[Dataset entries]
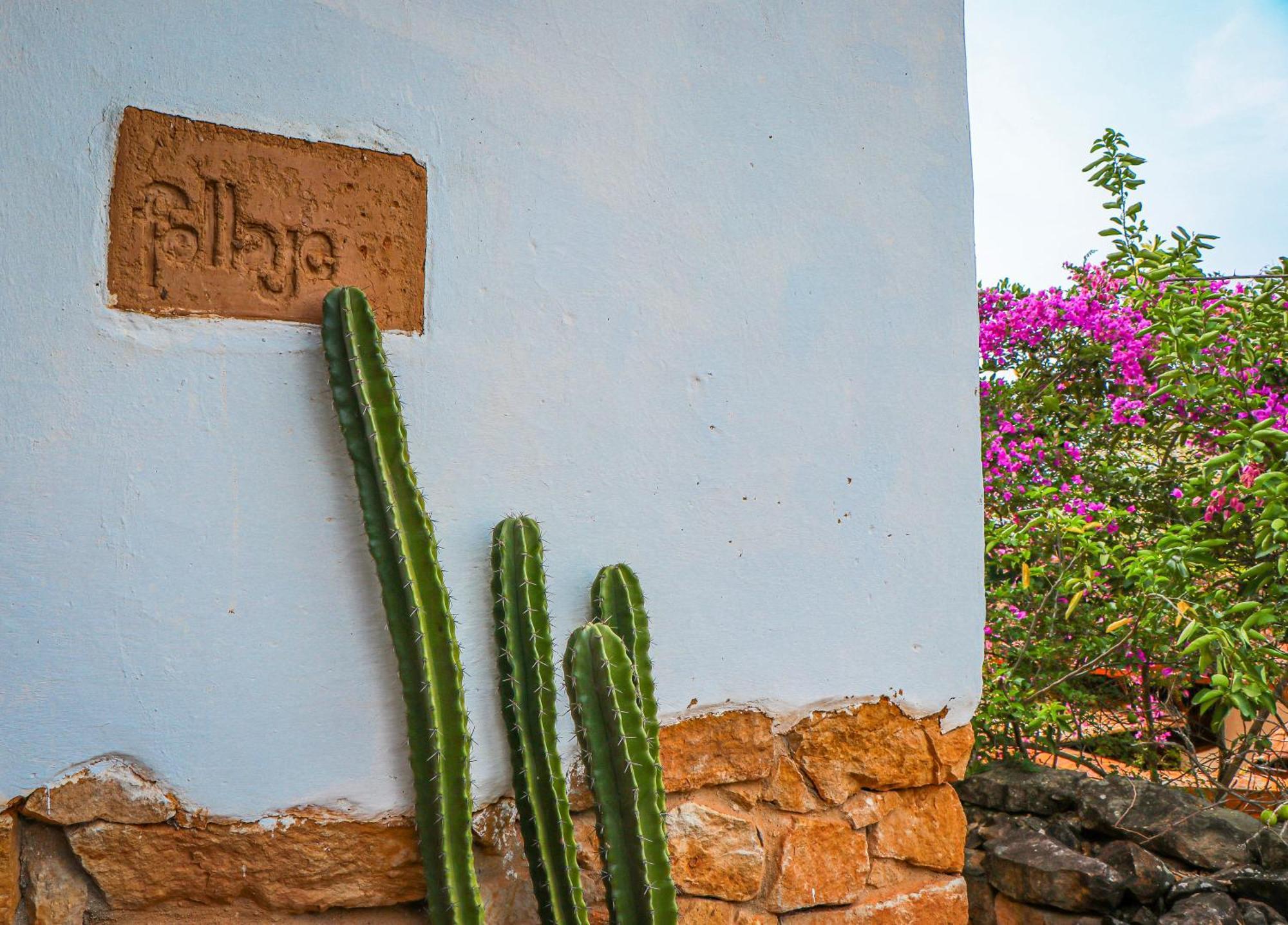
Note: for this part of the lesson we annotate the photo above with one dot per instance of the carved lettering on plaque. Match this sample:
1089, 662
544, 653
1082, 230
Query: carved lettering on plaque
207, 220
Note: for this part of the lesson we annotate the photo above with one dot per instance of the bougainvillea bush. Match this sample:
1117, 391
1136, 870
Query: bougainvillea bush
1135, 449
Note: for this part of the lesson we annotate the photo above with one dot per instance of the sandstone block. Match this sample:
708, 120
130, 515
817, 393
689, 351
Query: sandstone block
869, 747
936, 900
724, 748
715, 855
822, 863
925, 828
57, 891
870, 806
109, 789
952, 749
788, 788
706, 913
305, 863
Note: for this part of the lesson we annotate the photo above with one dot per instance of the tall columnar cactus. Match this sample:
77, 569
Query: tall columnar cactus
624, 777
415, 598
527, 680
618, 601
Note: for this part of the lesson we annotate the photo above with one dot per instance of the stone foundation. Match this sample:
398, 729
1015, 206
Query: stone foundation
844, 816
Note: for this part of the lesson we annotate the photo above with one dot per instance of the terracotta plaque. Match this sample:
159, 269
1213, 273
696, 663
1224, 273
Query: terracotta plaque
207, 220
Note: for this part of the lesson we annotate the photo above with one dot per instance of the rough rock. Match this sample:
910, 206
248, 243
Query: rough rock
934, 900
1271, 847
1269, 887
10, 869
1146, 875
951, 749
1012, 789
1169, 821
788, 788
580, 797
978, 891
1259, 914
1035, 869
992, 825
1010, 913
927, 828
705, 913
1204, 909
503, 872
721, 748
822, 863
887, 873
109, 789
301, 863
56, 890
715, 855
1191, 886
870, 747
869, 806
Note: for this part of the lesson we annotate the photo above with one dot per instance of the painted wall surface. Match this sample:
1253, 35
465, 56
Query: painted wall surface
700, 297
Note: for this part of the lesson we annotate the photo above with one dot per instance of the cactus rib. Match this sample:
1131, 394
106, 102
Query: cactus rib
527, 681
616, 600
415, 600
615, 744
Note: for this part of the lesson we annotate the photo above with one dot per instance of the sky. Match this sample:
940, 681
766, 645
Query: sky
1200, 90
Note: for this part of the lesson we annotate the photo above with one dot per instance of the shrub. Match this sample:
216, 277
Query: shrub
1135, 430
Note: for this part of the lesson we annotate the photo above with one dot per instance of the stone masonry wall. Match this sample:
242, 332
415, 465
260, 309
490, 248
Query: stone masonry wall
844, 816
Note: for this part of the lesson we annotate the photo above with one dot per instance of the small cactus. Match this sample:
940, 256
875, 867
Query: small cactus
618, 601
415, 598
527, 680
624, 777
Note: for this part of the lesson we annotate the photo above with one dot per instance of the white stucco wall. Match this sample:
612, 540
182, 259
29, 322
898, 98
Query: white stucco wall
700, 297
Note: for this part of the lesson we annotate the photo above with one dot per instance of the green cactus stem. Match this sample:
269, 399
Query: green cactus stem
415, 600
618, 601
527, 680
624, 777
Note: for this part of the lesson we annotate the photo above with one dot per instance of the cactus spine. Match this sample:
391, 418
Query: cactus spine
527, 678
624, 777
415, 600
616, 600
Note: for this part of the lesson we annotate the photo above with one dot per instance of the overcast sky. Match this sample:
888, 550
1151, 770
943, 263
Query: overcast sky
1201, 90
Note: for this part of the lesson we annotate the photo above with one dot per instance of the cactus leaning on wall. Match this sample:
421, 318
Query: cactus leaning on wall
415, 600
527, 681
618, 601
624, 777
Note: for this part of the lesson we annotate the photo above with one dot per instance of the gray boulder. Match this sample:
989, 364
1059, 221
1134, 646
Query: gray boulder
1146, 875
1169, 821
1036, 869
1268, 887
1258, 914
1204, 909
1010, 789
1272, 847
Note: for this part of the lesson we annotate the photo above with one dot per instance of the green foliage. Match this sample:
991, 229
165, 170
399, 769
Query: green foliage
415, 601
529, 703
624, 776
1137, 501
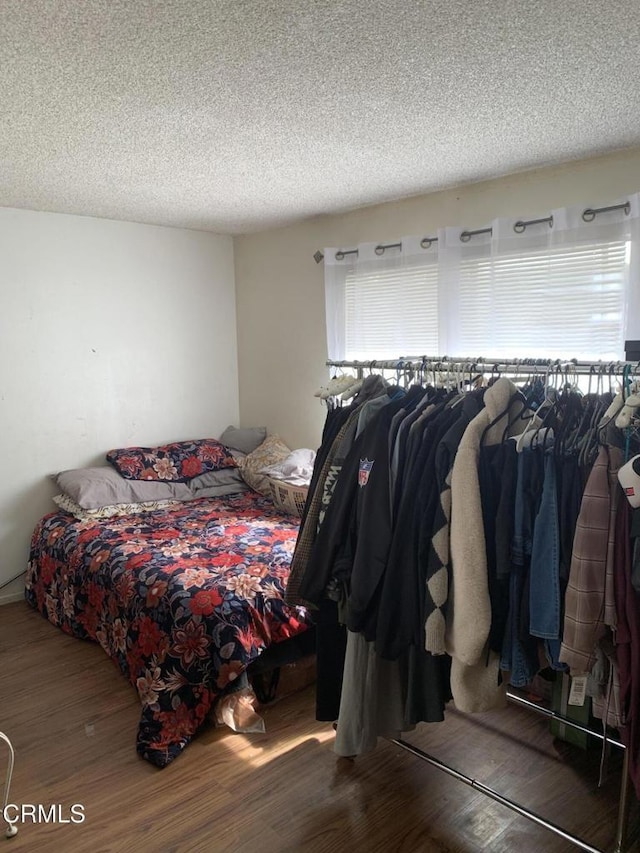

### What you have to do
Gather every line above that contains the word "wall", treating case as significant.

### Correct response
Note: for this part of the lesson we annotate the photo above with one dot per instance of the painted wall surface. Match this sample:
Query: painted wall surface
Note: for this part of the lesson we annotate the photo above with one dot per instance of the stone masonry wall. Match this sample:
Query: stone masonry wall
Note: for this part of the lesson we annotate the photo above with one dot per instance of the white stucco wall. Match this sample:
Query: white stucco wall
Note: for this part of the lesson we annotate the photo above with one dot per instance of the cactus leaning on wall. Match this sample:
Query: cactus leaning on wall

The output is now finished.